Brief:
Please locate every line in the rows below that contains the word "floor" and copy each one.

Labeled-object pointing rows:
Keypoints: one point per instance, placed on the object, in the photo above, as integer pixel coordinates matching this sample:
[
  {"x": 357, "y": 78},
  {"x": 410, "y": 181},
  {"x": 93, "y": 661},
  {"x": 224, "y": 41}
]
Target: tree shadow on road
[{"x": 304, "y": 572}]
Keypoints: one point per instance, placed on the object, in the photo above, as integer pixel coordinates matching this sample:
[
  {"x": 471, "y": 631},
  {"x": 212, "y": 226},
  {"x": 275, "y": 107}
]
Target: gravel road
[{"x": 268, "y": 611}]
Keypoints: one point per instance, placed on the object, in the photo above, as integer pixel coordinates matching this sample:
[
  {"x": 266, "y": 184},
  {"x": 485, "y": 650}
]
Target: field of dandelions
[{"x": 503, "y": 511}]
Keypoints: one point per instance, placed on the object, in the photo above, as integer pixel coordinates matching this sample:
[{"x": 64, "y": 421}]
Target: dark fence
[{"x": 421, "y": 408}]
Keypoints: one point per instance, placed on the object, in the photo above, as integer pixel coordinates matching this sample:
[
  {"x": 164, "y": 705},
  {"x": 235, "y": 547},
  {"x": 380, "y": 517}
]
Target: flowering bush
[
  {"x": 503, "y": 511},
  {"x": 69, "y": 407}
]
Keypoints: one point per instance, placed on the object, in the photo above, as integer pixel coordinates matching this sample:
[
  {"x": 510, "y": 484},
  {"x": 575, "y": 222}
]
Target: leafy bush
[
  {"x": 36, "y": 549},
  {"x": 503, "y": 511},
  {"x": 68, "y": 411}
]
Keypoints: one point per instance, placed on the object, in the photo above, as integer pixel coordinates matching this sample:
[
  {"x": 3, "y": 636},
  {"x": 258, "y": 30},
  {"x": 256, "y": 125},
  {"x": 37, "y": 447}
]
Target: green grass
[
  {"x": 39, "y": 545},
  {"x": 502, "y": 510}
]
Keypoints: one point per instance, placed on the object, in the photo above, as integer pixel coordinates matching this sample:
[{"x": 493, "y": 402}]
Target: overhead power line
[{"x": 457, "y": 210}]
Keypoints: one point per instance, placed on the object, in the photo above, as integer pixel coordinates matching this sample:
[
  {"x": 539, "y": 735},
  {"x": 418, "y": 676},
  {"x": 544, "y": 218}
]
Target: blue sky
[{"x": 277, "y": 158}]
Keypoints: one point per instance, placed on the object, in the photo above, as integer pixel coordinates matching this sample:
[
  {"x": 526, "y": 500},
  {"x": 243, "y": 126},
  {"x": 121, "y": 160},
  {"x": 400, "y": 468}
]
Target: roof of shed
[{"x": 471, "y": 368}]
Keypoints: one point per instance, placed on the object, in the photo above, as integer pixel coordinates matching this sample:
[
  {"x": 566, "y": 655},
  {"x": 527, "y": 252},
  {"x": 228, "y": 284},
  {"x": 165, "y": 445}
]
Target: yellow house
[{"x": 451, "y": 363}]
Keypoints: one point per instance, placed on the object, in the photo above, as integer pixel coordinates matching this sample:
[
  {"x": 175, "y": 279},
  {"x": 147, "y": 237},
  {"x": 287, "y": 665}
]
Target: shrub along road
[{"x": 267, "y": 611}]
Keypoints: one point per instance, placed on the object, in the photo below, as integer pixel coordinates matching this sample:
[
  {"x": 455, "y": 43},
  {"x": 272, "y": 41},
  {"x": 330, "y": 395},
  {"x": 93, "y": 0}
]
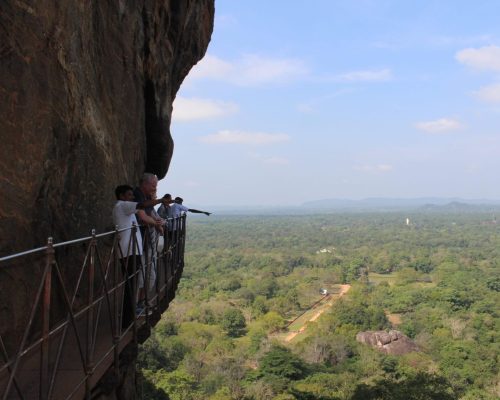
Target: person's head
[
  {"x": 148, "y": 183},
  {"x": 124, "y": 192}
]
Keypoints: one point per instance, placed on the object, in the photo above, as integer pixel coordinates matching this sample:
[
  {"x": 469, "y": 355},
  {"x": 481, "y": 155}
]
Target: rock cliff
[
  {"x": 86, "y": 93},
  {"x": 86, "y": 100}
]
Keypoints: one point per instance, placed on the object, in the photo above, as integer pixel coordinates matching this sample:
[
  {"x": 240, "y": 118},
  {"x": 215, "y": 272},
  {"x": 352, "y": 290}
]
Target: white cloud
[
  {"x": 381, "y": 168},
  {"x": 191, "y": 184},
  {"x": 483, "y": 58},
  {"x": 439, "y": 126},
  {"x": 381, "y": 75},
  {"x": 276, "y": 161},
  {"x": 490, "y": 93},
  {"x": 189, "y": 109},
  {"x": 269, "y": 160},
  {"x": 249, "y": 70},
  {"x": 240, "y": 137}
]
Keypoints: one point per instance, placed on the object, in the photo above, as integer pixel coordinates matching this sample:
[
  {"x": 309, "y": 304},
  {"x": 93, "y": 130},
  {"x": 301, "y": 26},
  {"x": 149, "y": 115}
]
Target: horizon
[{"x": 376, "y": 99}]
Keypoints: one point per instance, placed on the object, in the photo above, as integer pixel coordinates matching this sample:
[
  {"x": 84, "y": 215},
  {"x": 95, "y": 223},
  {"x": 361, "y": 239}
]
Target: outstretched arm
[{"x": 198, "y": 211}]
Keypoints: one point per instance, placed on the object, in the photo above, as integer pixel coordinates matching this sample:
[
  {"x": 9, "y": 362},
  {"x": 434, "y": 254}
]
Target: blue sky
[{"x": 306, "y": 100}]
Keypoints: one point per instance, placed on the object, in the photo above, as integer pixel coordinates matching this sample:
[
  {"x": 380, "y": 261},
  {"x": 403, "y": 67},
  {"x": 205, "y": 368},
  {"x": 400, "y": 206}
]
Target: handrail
[{"x": 65, "y": 347}]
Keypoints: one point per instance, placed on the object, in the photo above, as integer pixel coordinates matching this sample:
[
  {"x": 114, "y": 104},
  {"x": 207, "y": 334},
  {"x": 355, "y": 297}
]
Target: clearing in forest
[{"x": 300, "y": 324}]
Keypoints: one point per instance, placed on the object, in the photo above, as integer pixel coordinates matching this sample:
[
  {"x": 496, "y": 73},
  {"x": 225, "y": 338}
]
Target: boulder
[{"x": 393, "y": 342}]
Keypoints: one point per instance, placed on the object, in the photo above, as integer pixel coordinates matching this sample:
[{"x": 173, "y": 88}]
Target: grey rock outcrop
[{"x": 393, "y": 342}]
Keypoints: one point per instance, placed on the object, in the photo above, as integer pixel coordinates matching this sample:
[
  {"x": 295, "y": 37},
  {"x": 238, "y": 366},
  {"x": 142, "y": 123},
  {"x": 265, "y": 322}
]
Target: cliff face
[{"x": 86, "y": 100}]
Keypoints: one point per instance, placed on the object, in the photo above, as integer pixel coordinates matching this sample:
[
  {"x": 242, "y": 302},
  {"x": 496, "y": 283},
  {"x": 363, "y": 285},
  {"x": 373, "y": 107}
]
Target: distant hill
[{"x": 421, "y": 203}]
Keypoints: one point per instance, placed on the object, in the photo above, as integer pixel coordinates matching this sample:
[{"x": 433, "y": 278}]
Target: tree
[
  {"x": 233, "y": 322},
  {"x": 421, "y": 386}
]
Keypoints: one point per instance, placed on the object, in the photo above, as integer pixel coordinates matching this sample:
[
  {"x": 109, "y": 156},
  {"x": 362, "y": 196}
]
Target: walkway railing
[{"x": 82, "y": 316}]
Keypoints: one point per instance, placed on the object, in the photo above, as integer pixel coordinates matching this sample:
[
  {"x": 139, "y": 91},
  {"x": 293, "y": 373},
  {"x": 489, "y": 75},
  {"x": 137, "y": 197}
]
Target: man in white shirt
[
  {"x": 177, "y": 208},
  {"x": 124, "y": 217}
]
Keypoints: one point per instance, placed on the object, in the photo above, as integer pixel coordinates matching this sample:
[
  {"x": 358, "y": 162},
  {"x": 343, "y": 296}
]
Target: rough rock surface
[
  {"x": 86, "y": 92},
  {"x": 392, "y": 342}
]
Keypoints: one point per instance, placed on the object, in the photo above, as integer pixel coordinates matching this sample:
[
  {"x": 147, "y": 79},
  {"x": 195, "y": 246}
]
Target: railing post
[
  {"x": 134, "y": 285},
  {"x": 90, "y": 313},
  {"x": 47, "y": 286},
  {"x": 118, "y": 308}
]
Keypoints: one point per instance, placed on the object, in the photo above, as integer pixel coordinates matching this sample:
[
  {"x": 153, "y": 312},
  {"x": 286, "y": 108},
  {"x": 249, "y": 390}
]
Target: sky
[{"x": 301, "y": 100}]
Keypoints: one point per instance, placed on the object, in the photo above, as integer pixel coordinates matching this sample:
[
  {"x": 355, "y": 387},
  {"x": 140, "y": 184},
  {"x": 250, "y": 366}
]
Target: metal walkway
[{"x": 82, "y": 321}]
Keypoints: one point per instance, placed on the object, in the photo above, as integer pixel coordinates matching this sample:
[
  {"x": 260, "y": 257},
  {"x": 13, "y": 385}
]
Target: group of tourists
[{"x": 137, "y": 207}]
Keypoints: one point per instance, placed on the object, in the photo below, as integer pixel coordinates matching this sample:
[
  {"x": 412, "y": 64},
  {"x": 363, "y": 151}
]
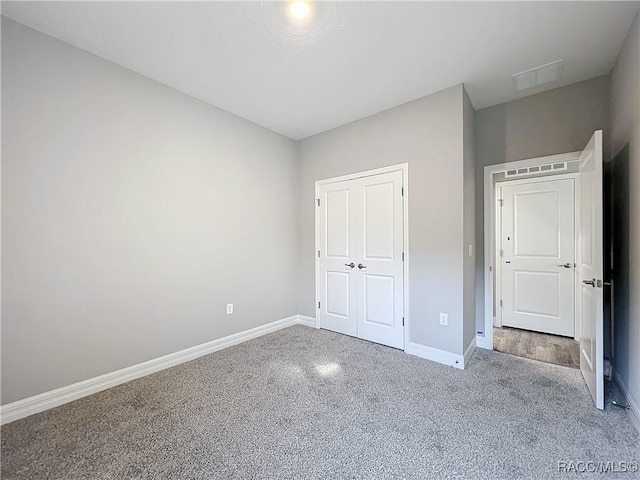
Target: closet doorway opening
[{"x": 362, "y": 255}]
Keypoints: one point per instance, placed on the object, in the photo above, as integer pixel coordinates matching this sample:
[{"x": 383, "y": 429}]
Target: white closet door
[
  {"x": 360, "y": 268},
  {"x": 380, "y": 266},
  {"x": 337, "y": 287}
]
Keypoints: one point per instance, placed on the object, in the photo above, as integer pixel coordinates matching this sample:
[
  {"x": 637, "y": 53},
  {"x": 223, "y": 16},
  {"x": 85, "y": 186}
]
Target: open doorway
[{"x": 524, "y": 290}]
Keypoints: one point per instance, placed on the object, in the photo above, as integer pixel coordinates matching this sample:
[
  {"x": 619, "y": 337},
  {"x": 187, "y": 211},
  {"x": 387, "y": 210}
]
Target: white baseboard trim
[
  {"x": 59, "y": 396},
  {"x": 468, "y": 352},
  {"x": 435, "y": 355},
  {"x": 634, "y": 411},
  {"x": 307, "y": 321},
  {"x": 483, "y": 342}
]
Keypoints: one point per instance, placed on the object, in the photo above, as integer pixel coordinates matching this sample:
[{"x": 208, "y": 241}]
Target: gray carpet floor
[{"x": 305, "y": 404}]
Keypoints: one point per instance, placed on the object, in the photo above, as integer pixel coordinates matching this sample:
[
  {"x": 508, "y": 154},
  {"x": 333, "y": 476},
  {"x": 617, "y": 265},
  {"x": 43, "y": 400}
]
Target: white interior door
[
  {"x": 591, "y": 268},
  {"x": 336, "y": 280},
  {"x": 538, "y": 256},
  {"x": 380, "y": 243},
  {"x": 360, "y": 267}
]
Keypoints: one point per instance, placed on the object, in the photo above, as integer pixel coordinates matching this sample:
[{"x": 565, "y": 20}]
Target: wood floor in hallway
[{"x": 537, "y": 346}]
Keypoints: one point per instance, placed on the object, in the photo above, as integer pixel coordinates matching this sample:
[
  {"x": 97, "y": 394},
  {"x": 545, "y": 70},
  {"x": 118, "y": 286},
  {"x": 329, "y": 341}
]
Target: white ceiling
[{"x": 351, "y": 60}]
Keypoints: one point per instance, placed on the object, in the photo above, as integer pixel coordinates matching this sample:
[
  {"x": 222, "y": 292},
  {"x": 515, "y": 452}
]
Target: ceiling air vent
[
  {"x": 537, "y": 76},
  {"x": 551, "y": 167}
]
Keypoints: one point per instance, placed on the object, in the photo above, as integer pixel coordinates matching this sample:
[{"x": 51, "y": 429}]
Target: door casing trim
[{"x": 404, "y": 168}]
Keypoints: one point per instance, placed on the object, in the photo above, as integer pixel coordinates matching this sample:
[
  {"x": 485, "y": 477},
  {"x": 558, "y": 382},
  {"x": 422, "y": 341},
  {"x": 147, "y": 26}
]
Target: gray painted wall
[
  {"x": 469, "y": 224},
  {"x": 428, "y": 135},
  {"x": 557, "y": 121},
  {"x": 131, "y": 215},
  {"x": 625, "y": 142}
]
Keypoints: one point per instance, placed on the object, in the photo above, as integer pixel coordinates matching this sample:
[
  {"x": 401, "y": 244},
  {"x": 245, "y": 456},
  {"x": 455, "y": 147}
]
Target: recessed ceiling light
[
  {"x": 299, "y": 9},
  {"x": 537, "y": 76}
]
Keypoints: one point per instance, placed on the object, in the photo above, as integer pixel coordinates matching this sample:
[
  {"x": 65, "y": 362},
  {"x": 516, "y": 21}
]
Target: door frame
[
  {"x": 497, "y": 321},
  {"x": 490, "y": 226},
  {"x": 404, "y": 168}
]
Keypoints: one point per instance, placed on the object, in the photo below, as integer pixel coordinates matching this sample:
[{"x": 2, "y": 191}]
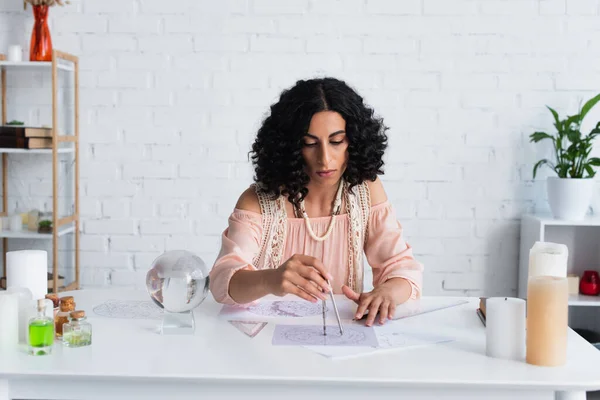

Solution for this problem:
Target: gray carpet floor
Target: wood floor in hallway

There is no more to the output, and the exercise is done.